* **SET EXERCISE**:
Collect every line in the material below that contains the word "shower". Case counts.

[START ENTRIES PROVIDED]

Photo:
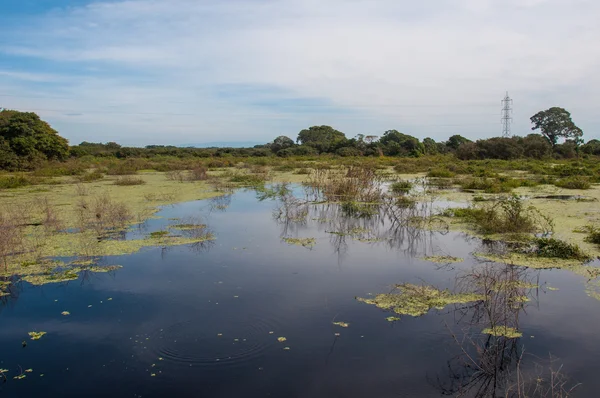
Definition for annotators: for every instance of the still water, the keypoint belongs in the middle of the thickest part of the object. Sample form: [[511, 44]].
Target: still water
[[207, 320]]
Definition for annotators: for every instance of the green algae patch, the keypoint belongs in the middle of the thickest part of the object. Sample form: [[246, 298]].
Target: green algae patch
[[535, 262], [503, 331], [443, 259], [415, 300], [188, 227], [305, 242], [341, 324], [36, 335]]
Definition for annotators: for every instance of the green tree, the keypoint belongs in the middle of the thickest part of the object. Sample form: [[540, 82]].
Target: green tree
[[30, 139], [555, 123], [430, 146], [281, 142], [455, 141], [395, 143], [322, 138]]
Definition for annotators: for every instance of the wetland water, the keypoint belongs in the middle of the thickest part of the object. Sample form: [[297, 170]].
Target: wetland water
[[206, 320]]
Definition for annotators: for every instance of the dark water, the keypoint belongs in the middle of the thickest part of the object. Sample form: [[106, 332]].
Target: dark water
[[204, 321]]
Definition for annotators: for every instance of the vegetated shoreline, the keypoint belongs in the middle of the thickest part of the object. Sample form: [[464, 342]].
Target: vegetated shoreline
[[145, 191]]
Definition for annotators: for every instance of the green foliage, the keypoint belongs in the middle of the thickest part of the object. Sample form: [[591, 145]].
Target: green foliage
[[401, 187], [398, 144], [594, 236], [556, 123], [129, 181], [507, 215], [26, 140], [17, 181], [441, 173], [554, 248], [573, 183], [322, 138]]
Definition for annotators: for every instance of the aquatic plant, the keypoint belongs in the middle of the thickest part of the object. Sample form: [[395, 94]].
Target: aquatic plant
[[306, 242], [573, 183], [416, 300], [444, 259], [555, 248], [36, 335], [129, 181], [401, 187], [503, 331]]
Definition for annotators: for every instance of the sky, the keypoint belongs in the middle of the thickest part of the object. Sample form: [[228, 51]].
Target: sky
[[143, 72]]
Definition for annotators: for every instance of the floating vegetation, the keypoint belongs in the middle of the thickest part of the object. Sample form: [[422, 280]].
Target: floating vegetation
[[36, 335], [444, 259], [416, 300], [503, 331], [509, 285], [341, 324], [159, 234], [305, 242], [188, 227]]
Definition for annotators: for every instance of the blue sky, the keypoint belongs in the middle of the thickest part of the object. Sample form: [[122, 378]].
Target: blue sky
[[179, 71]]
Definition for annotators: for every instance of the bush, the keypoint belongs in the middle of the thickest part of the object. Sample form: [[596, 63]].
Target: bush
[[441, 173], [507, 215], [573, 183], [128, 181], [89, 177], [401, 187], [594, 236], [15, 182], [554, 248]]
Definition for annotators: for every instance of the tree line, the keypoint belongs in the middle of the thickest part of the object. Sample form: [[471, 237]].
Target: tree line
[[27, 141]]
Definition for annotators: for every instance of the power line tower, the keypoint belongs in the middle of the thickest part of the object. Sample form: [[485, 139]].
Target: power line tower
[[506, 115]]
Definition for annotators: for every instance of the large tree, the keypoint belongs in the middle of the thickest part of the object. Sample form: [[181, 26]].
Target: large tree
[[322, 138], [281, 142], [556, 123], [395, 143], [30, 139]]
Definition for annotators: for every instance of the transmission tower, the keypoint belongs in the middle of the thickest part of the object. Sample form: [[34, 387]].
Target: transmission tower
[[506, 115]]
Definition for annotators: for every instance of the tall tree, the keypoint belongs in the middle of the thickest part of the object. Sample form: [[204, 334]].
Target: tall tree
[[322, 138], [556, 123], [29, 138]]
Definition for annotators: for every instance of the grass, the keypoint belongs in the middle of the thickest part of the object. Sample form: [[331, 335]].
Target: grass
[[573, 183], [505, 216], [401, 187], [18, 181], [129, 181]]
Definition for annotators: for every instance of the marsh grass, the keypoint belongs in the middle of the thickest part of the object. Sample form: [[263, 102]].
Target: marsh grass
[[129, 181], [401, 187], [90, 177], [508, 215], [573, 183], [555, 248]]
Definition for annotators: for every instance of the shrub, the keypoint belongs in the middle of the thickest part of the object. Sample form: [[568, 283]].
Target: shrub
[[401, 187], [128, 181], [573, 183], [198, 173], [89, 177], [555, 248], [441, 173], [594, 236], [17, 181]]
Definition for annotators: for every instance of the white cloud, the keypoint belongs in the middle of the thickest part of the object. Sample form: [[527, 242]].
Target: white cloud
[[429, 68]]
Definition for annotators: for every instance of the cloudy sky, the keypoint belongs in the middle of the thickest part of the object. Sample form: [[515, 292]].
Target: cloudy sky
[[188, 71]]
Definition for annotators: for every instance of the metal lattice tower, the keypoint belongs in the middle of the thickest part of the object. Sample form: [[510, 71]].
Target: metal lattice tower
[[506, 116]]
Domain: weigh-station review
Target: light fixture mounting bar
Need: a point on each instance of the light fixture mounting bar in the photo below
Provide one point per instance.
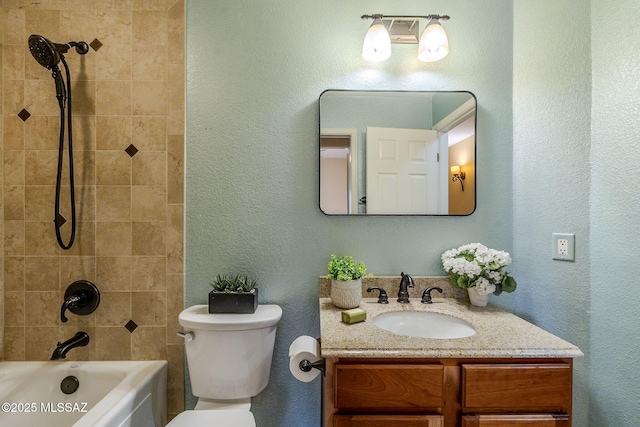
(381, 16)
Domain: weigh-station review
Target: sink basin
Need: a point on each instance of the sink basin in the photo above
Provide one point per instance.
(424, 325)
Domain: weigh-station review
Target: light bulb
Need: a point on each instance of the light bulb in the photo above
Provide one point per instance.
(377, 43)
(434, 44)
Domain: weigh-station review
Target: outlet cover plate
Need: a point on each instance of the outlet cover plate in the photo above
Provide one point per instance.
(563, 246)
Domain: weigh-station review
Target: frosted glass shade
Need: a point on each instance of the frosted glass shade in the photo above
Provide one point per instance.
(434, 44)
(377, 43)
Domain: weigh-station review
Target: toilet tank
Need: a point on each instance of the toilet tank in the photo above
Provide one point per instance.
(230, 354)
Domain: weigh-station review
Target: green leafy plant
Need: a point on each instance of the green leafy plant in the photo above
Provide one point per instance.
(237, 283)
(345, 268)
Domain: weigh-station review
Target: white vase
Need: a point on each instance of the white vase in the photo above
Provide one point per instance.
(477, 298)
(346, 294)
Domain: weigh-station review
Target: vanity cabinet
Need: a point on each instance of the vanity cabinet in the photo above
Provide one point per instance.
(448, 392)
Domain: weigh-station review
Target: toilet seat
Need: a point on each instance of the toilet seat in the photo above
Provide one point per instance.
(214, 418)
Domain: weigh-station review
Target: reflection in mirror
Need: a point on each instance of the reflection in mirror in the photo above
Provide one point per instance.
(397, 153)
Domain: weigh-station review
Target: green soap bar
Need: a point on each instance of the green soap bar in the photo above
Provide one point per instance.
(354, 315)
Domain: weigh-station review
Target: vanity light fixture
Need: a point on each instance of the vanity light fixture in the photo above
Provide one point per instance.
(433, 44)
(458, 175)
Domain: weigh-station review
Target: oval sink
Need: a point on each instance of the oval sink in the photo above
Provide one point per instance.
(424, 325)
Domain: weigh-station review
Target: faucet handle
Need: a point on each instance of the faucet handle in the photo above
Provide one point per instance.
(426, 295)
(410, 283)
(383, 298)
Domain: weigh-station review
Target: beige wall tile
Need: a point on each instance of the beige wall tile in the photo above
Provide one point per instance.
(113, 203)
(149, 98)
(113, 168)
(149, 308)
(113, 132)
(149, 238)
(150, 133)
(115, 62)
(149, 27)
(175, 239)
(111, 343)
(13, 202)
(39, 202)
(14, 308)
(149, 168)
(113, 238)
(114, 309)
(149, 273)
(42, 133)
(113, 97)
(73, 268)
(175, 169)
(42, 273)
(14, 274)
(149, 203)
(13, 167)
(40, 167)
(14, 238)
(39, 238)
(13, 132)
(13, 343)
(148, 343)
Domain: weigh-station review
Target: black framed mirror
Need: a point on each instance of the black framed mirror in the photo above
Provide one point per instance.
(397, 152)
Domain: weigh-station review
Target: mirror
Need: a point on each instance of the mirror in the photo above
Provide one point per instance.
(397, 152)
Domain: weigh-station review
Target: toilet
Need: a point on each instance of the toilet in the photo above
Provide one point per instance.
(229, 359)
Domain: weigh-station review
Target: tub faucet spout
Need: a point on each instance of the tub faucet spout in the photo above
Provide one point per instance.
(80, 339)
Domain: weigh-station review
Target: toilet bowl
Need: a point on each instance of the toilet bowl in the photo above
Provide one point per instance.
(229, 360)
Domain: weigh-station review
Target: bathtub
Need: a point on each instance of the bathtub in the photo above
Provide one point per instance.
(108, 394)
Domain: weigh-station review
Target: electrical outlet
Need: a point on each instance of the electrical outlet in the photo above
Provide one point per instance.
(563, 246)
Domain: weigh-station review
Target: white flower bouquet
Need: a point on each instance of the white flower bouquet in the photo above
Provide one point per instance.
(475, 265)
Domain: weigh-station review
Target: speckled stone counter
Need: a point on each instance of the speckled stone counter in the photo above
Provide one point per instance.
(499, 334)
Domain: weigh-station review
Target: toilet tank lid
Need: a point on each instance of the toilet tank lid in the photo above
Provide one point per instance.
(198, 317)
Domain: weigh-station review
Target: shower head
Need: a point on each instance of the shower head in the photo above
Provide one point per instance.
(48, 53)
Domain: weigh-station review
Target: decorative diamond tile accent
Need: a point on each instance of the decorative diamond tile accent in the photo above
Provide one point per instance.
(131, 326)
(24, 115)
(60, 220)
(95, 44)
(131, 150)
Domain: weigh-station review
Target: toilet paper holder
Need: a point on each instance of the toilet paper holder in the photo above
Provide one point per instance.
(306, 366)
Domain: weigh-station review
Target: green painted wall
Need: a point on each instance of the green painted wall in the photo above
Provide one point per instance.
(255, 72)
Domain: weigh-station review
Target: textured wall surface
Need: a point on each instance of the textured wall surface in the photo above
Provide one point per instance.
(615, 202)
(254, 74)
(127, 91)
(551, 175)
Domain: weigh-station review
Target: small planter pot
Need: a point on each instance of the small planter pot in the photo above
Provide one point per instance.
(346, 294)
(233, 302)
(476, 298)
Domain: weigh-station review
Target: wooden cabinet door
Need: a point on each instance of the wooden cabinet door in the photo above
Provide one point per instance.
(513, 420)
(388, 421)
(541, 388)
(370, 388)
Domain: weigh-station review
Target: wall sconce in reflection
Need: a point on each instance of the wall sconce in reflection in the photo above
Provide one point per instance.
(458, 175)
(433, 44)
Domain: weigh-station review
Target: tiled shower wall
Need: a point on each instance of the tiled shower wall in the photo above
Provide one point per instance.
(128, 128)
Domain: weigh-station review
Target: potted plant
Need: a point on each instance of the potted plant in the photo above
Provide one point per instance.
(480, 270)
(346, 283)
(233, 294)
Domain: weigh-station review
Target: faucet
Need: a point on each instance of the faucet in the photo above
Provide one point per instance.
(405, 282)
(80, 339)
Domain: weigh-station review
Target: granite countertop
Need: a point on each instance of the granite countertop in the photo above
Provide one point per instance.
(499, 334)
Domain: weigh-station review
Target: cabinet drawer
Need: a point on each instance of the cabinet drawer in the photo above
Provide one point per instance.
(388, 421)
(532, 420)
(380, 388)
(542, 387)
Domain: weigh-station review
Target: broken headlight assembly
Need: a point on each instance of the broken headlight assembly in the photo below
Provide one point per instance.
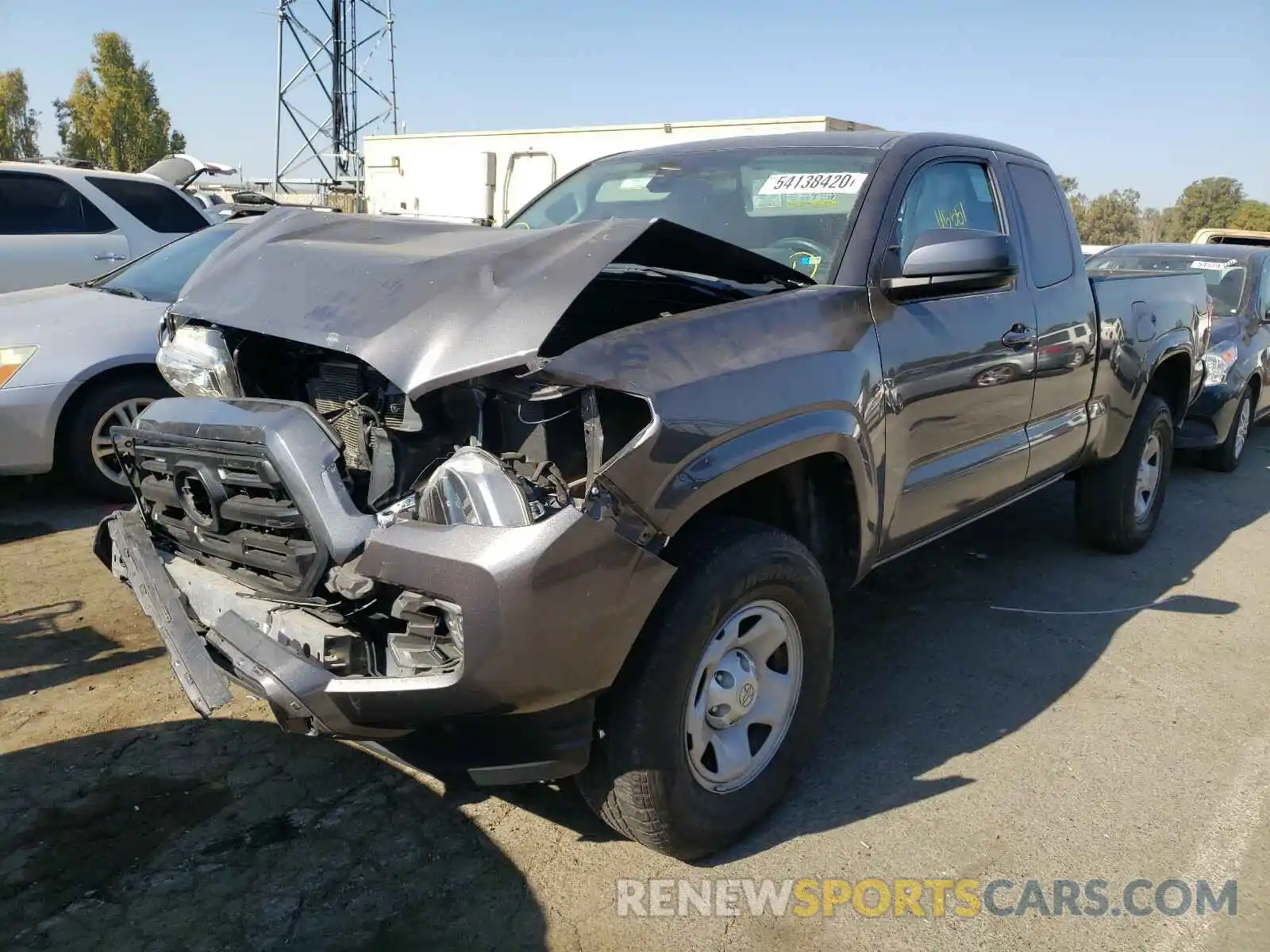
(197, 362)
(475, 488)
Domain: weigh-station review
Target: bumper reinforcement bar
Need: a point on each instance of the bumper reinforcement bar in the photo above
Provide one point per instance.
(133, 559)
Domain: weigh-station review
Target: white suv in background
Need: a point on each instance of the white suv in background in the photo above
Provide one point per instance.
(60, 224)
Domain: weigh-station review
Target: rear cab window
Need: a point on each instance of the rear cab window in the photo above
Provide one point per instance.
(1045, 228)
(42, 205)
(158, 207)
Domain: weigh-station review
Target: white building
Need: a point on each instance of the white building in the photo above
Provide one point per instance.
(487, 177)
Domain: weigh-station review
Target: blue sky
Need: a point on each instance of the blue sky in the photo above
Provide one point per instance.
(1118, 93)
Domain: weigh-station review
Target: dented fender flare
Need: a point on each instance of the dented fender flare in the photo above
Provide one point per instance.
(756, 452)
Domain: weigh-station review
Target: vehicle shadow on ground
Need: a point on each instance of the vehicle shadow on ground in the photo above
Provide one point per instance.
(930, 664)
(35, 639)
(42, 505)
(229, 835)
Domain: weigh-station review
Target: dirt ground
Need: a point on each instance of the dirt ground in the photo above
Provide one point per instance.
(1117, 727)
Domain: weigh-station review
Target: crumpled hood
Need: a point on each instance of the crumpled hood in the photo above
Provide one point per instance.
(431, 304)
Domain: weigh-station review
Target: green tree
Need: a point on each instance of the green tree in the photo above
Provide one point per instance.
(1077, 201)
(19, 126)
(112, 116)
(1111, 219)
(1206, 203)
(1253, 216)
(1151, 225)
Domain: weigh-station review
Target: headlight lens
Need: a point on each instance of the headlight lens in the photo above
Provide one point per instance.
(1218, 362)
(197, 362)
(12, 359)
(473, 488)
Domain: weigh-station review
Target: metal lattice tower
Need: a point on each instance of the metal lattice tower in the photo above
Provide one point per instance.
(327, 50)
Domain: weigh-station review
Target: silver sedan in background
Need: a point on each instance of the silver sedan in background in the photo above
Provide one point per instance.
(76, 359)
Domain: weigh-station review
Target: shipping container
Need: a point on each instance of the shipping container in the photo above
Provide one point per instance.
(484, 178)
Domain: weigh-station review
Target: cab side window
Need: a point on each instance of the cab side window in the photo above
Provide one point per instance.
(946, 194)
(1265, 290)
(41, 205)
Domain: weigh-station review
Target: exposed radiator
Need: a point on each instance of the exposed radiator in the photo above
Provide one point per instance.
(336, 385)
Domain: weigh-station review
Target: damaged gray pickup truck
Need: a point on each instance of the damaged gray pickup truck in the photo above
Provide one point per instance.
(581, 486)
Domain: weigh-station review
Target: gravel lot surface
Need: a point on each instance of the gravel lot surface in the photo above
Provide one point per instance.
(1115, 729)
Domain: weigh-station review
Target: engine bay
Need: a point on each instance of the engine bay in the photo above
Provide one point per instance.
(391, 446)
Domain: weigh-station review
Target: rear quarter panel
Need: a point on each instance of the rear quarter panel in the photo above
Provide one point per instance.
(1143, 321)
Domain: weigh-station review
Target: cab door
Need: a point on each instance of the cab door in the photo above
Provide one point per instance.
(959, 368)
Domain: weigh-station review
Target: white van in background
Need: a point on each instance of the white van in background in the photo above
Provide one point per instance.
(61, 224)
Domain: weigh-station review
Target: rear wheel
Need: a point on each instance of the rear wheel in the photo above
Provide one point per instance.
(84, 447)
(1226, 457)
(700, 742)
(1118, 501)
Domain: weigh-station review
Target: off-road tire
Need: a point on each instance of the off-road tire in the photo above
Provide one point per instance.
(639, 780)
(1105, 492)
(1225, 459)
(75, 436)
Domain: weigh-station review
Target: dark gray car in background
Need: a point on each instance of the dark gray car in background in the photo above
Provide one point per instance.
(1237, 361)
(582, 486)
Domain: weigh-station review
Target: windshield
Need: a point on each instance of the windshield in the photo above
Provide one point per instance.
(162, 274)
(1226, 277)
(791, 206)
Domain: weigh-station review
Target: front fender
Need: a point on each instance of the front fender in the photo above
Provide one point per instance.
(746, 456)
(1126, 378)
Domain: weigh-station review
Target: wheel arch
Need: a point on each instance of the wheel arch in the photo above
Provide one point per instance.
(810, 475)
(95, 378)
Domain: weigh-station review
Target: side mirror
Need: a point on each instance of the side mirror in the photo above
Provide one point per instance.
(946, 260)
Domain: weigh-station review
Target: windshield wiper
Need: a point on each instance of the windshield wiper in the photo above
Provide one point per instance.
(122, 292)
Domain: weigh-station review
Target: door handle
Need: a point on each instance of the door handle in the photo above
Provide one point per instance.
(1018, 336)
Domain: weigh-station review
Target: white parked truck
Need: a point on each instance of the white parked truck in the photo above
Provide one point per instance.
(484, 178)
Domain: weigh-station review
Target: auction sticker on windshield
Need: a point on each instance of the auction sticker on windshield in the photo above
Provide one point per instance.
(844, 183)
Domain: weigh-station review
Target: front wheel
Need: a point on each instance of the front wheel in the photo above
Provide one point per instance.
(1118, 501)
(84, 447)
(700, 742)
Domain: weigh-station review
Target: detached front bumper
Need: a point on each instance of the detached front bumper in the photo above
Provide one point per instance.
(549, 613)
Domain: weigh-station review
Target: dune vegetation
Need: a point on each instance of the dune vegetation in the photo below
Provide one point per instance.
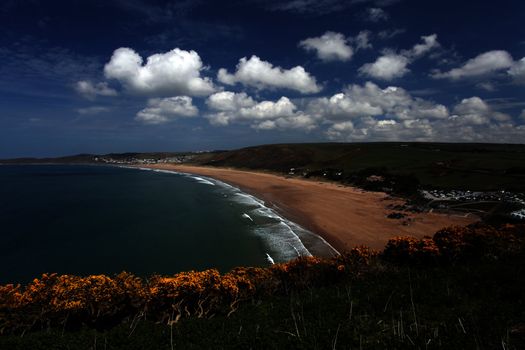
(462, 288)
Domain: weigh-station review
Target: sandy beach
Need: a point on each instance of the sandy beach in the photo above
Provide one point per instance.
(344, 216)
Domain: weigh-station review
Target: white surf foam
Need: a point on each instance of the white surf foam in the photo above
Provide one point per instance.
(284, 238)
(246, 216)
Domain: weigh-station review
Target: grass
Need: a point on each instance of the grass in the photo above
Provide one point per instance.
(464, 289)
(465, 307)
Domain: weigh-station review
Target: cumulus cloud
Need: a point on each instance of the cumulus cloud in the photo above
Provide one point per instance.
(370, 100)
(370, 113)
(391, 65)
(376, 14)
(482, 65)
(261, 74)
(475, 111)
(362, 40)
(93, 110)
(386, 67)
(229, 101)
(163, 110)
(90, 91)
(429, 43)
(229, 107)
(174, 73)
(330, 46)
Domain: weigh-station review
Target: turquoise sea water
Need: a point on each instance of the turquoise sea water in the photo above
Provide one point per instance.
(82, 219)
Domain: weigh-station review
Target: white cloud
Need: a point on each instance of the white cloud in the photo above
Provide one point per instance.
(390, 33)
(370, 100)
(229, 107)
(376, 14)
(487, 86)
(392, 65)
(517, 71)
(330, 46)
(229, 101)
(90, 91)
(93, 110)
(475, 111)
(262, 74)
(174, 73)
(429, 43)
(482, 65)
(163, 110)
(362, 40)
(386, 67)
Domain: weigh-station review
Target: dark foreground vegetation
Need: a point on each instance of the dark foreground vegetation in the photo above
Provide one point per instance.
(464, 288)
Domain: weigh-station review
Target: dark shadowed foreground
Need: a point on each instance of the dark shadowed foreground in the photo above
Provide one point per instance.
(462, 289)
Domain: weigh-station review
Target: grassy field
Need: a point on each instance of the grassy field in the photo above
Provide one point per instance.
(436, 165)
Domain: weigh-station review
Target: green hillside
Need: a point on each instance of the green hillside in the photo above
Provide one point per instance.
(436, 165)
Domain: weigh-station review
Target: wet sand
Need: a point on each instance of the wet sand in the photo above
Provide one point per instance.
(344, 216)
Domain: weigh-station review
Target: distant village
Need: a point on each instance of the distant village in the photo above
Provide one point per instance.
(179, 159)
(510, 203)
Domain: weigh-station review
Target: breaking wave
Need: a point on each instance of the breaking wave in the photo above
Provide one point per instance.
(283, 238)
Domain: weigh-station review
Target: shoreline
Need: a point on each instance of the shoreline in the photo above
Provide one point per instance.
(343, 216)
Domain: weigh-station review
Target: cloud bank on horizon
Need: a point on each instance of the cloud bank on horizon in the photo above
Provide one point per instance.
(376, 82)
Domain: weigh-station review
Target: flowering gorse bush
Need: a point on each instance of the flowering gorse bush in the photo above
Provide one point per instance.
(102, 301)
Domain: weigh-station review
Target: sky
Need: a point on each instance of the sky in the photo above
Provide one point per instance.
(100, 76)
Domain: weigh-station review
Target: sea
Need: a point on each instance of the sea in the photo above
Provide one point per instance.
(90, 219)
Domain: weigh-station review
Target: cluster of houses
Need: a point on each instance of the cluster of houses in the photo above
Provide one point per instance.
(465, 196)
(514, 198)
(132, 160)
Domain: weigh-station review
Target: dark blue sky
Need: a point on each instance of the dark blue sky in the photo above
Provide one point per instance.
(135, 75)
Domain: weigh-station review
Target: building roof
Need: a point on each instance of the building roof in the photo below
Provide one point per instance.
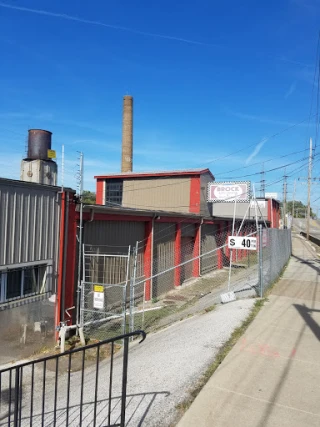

[END ENTRIES PROVIDED]

* **OUTPUT FOR THIS TASK**:
Target: shower head
Need: a point on each instance of the shower head in the photo above
Target: tiled shower wall
Need: a point on each instance of the tiled shower wall in the photo above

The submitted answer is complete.